PROBLEM DETAILS → Give again, word for word, each line from the top of the listing through the line that holds "Query: child sitting on curb".

GIVEN INFORMATION →
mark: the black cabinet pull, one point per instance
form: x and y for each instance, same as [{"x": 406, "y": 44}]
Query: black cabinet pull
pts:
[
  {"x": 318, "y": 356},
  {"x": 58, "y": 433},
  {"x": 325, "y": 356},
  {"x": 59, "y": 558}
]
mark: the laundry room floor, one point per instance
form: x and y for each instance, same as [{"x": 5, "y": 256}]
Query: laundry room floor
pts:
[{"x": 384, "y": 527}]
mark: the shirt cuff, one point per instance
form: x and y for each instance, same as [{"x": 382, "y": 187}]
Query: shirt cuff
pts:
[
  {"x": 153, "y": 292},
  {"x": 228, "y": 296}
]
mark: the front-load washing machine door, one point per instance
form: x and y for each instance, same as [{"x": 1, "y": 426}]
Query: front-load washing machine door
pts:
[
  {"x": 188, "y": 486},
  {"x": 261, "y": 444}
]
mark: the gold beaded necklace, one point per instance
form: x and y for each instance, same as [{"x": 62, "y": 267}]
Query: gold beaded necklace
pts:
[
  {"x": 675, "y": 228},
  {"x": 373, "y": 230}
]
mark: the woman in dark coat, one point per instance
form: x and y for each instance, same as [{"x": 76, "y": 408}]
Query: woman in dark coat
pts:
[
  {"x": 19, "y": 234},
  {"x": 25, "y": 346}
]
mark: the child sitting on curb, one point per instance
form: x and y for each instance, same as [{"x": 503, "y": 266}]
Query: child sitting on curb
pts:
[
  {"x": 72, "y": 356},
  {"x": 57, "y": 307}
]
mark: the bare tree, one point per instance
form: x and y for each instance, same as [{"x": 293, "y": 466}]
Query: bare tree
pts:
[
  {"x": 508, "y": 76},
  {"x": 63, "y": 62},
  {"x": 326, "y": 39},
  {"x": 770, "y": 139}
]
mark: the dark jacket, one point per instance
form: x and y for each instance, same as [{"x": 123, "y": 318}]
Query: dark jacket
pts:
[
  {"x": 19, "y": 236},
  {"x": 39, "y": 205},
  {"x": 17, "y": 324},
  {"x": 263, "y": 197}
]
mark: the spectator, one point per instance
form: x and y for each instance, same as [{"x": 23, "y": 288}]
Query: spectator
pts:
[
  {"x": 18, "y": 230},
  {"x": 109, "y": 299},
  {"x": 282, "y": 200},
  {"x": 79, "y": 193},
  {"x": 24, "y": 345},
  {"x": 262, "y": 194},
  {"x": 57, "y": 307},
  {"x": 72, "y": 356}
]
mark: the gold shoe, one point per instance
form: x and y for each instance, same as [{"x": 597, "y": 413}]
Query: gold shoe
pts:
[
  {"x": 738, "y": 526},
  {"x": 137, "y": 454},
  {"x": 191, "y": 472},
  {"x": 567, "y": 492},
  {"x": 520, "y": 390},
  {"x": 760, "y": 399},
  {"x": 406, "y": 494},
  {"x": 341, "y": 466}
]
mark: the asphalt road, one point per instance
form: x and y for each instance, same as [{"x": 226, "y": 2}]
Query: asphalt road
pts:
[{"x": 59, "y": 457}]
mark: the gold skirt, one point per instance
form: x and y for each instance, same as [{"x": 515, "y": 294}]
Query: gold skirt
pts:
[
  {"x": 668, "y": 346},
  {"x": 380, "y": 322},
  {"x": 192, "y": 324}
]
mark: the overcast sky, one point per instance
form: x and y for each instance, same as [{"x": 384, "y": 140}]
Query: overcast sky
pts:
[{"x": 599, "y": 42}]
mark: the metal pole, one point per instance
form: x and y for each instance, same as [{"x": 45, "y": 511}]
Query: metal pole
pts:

RESULT OF THE EXERCISE →
mark: the black cabinet pull, one point per instance
form: x and y for each instance, same as [{"x": 406, "y": 44}]
Query: black cabinet pull
pts:
[
  {"x": 318, "y": 356},
  {"x": 58, "y": 433},
  {"x": 325, "y": 356},
  {"x": 59, "y": 558}
]
mark: the laundry room floor, one point per instance
form: x and y for each instance, same as [{"x": 5, "y": 256}]
Query: laundry room floor
pts:
[{"x": 384, "y": 527}]
mark: the shirt cuff, one point per instance
form: x and y for each instance, same as [{"x": 382, "y": 187}]
Query: shirt cuff
pts:
[
  {"x": 153, "y": 292},
  {"x": 228, "y": 296}
]
mark: the front-load washing machine door, one point per instance
form: x and y for each instance, same as [{"x": 1, "y": 426}]
Query: front-load washing machine door
pts:
[
  {"x": 188, "y": 486},
  {"x": 261, "y": 444}
]
mark: the gold beaded necklace, one point per instance
form: x and y for each instance, same as [{"x": 62, "y": 267}]
Query: gold beaded necklace
pts:
[
  {"x": 675, "y": 228},
  {"x": 373, "y": 230}
]
mark: the woman in dark coat, one point per instance
form: x and y for each instance, same as [{"x": 76, "y": 408}]
Query: woman in dark coat
pts:
[
  {"x": 19, "y": 234},
  {"x": 25, "y": 346}
]
mark: the child sitting on curb, one point per instance
form: x and y for each instance, same as [{"x": 503, "y": 266}]
Query: child sitting on curb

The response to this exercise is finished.